Point-per-instance localization data:
▼▼▼

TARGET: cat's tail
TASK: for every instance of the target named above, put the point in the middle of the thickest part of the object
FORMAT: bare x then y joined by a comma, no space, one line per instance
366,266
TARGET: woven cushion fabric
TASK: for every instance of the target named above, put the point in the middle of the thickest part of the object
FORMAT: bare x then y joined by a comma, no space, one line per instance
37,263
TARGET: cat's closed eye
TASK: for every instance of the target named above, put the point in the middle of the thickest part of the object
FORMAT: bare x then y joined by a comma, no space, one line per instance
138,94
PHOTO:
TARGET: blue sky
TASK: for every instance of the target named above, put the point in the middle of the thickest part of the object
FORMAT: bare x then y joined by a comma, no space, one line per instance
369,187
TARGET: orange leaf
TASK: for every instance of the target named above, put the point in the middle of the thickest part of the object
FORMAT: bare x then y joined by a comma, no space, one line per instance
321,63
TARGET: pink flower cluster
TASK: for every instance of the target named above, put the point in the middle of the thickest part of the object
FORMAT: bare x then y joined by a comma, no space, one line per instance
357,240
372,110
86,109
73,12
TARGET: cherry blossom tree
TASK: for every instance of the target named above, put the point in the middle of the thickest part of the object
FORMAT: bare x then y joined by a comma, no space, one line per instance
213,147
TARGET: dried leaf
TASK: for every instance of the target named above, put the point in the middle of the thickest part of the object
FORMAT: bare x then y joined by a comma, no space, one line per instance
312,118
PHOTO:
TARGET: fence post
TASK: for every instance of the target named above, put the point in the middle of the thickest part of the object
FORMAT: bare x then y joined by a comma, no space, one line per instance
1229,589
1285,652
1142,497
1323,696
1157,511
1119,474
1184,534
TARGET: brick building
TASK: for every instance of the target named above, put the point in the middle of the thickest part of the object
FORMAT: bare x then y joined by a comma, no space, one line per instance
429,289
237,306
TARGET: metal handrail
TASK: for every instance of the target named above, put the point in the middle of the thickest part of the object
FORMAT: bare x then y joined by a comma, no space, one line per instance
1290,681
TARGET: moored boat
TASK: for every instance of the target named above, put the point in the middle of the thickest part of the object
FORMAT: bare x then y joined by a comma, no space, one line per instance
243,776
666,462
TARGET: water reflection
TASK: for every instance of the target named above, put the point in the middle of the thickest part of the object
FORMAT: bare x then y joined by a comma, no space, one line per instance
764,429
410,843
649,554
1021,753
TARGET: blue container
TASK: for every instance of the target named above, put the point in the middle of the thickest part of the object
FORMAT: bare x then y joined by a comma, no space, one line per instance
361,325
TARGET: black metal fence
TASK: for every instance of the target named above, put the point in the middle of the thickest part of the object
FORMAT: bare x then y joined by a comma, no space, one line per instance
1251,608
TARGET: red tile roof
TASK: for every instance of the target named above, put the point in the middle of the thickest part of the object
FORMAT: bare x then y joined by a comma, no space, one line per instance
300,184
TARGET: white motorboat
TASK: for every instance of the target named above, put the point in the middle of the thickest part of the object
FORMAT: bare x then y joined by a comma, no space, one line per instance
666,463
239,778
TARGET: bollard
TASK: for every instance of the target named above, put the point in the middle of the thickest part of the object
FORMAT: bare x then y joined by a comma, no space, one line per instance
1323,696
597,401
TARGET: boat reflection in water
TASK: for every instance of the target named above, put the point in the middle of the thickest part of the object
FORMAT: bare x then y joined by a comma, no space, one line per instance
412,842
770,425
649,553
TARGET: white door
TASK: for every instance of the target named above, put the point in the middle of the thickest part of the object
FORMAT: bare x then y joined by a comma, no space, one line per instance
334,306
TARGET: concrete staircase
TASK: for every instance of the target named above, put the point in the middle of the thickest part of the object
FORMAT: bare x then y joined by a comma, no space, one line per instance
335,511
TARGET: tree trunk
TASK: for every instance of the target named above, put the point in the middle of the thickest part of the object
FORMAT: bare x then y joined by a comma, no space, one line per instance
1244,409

▲▲▲

Description of the task: Wherever the word "white" appears in the entries above, copy that line.

Your solution:
TARGET: white motorboat
TARGET: white door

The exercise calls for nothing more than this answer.